+++ Records provided
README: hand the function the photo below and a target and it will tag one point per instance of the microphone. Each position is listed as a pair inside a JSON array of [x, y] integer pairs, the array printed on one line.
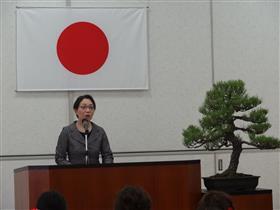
[[86, 124]]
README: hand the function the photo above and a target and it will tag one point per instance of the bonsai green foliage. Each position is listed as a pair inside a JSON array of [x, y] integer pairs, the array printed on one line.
[[226, 104]]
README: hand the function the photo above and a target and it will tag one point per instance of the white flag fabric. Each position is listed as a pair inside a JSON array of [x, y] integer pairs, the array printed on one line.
[[81, 49]]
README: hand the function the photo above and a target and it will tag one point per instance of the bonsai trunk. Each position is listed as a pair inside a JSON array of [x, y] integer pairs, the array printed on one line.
[[234, 159]]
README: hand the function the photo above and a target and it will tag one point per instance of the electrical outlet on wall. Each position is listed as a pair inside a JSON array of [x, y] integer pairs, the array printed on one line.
[[220, 164]]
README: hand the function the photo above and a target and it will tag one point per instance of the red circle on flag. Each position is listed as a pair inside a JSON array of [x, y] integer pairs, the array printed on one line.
[[82, 48]]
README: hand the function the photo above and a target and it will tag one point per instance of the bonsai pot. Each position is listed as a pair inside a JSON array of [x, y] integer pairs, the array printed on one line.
[[231, 184]]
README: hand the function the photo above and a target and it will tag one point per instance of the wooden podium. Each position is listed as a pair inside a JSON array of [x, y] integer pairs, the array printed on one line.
[[171, 184]]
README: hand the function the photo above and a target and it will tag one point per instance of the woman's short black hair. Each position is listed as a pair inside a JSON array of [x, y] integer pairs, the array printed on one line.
[[80, 98], [51, 200], [133, 198], [215, 200]]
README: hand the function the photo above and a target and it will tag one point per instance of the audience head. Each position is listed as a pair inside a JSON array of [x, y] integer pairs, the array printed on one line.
[[133, 198], [215, 200], [51, 200]]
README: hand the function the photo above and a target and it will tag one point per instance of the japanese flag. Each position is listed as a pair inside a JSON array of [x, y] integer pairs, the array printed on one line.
[[81, 49]]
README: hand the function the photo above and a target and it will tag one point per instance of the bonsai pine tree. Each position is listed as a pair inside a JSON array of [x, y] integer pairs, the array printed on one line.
[[228, 111]]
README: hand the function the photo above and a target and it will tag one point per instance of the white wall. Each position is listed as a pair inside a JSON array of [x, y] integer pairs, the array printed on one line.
[[245, 46]]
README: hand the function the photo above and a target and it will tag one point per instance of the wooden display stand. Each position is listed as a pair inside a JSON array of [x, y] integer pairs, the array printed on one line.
[[171, 185], [259, 199]]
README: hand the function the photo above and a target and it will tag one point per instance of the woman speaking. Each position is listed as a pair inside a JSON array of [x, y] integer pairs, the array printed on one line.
[[82, 142]]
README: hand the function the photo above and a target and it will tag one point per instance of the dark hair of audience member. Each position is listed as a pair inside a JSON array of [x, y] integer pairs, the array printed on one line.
[[51, 200], [215, 200], [133, 198]]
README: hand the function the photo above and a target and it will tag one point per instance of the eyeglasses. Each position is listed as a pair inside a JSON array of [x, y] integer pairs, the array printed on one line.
[[84, 107]]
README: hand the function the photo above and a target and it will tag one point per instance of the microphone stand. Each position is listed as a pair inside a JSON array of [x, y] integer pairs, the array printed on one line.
[[86, 144]]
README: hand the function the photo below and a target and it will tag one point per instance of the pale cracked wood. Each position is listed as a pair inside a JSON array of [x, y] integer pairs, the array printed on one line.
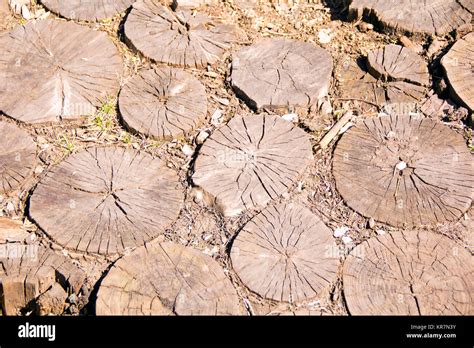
[[163, 103], [250, 161], [392, 76], [279, 73], [88, 10], [182, 38], [414, 17], [74, 71], [404, 171], [286, 253], [106, 200], [167, 279], [409, 273], [458, 64], [17, 157], [28, 271]]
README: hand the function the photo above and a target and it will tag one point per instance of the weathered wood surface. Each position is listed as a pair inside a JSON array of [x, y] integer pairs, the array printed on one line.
[[458, 64], [87, 10], [106, 200], [182, 38], [286, 253], [163, 103], [17, 157], [250, 161], [167, 279], [420, 18], [279, 73], [74, 71], [409, 273], [404, 171], [28, 271]]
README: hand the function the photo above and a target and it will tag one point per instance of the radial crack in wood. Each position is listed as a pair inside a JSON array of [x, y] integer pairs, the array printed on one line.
[[167, 279], [404, 171], [17, 157], [74, 71], [251, 161], [107, 200], [279, 73], [163, 103], [409, 273], [458, 65], [286, 253], [87, 10], [182, 38]]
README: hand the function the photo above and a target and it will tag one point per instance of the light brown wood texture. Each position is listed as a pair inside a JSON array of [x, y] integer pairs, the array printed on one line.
[[167, 279], [163, 103], [182, 38], [250, 161], [17, 157], [414, 17], [409, 273], [74, 70], [280, 73], [106, 200], [286, 253], [404, 171], [87, 10], [458, 64], [27, 271]]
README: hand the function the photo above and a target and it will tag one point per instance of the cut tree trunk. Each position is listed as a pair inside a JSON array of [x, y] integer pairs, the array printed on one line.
[[17, 157], [163, 103], [107, 200], [167, 279], [286, 253], [250, 161], [278, 74], [87, 10], [404, 171], [182, 38], [409, 273], [458, 64], [74, 71]]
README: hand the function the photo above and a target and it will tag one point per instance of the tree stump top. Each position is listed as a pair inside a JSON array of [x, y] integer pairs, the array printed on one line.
[[17, 157], [250, 161], [163, 103], [404, 171], [409, 273], [167, 279], [87, 10], [286, 253], [420, 18], [279, 73], [26, 271], [74, 70], [458, 64], [107, 200], [182, 38]]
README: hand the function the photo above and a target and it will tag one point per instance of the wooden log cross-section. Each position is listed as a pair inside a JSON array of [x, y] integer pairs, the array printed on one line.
[[17, 156], [279, 74], [73, 72], [163, 103], [404, 171], [409, 273], [458, 64], [87, 10], [286, 253], [251, 161], [167, 279], [182, 38], [105, 200]]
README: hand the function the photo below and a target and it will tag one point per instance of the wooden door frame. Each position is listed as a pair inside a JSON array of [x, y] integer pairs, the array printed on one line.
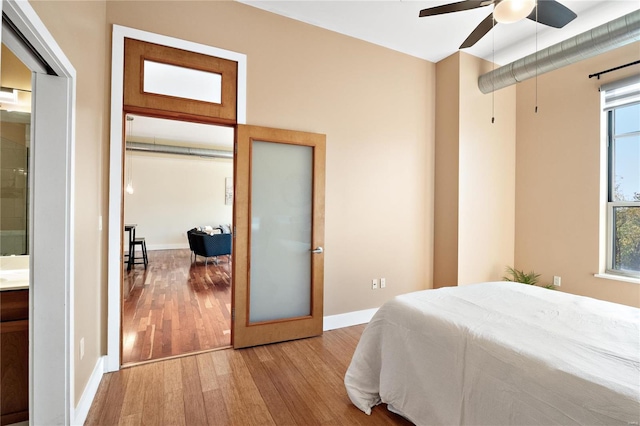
[[116, 156], [273, 331]]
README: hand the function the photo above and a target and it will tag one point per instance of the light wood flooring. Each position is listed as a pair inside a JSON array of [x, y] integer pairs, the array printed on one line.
[[292, 383], [175, 306]]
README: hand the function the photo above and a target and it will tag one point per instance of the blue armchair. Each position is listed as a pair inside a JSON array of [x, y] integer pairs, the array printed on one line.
[[205, 245]]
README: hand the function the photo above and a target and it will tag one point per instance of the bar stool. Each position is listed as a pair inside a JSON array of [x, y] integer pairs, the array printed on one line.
[[139, 241]]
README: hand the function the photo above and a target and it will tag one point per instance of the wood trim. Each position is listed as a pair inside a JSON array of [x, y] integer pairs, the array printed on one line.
[[251, 334], [136, 52], [17, 417], [13, 326]]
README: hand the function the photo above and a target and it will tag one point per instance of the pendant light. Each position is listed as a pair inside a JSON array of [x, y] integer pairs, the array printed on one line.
[[129, 165]]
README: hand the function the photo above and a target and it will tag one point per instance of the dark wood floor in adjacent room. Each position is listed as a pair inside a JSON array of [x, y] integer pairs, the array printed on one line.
[[175, 307], [291, 383]]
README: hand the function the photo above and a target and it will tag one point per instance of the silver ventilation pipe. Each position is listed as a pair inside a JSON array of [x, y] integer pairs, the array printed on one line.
[[179, 150], [603, 38]]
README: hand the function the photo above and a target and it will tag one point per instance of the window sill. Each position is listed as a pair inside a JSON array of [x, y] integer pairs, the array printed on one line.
[[618, 278]]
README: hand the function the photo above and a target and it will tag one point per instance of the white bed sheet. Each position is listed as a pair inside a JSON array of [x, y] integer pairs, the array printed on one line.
[[500, 353]]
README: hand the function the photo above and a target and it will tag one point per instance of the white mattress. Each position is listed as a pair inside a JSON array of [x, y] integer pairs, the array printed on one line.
[[500, 353]]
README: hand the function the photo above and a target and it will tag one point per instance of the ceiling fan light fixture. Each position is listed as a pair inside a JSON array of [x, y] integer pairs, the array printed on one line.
[[508, 11]]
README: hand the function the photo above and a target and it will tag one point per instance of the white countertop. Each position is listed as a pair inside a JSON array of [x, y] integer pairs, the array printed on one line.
[[14, 273], [14, 279]]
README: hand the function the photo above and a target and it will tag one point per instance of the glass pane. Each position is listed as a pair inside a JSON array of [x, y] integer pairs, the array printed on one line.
[[626, 239], [187, 83], [626, 168], [14, 167], [627, 119], [281, 189]]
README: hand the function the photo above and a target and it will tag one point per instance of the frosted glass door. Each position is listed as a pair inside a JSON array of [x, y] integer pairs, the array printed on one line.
[[278, 253], [281, 185]]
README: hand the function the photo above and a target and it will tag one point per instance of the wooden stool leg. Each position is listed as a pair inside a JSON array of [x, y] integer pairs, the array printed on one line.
[[144, 254]]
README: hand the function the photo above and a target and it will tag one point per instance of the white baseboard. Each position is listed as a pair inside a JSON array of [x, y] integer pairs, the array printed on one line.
[[348, 319], [152, 247], [82, 409]]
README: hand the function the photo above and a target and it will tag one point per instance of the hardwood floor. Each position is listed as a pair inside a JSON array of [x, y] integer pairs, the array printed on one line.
[[292, 383], [175, 307]]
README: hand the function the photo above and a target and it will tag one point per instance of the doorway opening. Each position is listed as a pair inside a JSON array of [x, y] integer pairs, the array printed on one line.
[[178, 206]]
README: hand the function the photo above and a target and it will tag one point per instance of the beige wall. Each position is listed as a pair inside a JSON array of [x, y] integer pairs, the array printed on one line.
[[475, 175], [447, 154], [487, 176], [558, 215], [376, 107], [78, 27], [174, 193]]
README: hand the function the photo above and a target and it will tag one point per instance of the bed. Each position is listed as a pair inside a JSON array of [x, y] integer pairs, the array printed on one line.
[[500, 353]]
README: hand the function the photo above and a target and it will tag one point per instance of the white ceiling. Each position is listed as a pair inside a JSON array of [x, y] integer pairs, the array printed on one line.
[[395, 24]]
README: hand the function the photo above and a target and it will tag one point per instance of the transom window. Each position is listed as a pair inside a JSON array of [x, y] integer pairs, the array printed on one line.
[[622, 109]]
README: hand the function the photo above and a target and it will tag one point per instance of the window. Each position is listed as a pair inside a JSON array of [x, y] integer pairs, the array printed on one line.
[[622, 110]]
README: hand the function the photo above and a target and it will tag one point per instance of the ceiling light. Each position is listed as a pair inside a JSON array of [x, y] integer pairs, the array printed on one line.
[[8, 96], [508, 11]]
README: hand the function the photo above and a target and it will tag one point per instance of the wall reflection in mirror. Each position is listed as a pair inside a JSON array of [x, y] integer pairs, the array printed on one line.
[[15, 132]]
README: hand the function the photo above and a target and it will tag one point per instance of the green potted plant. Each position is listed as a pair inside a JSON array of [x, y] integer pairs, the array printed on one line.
[[518, 276]]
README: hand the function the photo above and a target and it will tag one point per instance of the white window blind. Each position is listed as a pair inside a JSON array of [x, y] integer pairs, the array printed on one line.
[[621, 92]]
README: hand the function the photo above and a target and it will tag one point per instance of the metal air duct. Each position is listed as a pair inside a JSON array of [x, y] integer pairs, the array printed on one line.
[[179, 150], [603, 38]]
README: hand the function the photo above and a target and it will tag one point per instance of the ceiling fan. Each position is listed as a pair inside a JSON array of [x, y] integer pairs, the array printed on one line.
[[549, 12]]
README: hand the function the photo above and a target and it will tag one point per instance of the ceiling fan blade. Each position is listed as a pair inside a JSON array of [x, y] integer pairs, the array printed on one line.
[[552, 13], [481, 30], [454, 7]]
++++++
• [Task description]
Copy exactly the lines from the one containing "of the metal" through the last line of the records, both included, and nothing else.

• [The completed task]
README: hand the function the photo above and a target and it will tag one point per instance of the metal air duct. Each position is listed as a pair inside a JSON array of [x, y] integer pairs, the array printed on one line.
[[179, 150], [603, 38]]
README: hand the function the photo above and a target and it will tag one point per instance of the ceiling fan. Each position is listed as a pair inside a JSON array of [x, y] integer pairs, the array printed on one line.
[[549, 12]]
README: hand the function the photo above and a target and it will tag one point per instance of the ceiling fan blade. Each position is listed as a pair inside a JSON array of [x, y] integer pairs, the array printed on one line.
[[552, 13], [481, 30], [454, 7]]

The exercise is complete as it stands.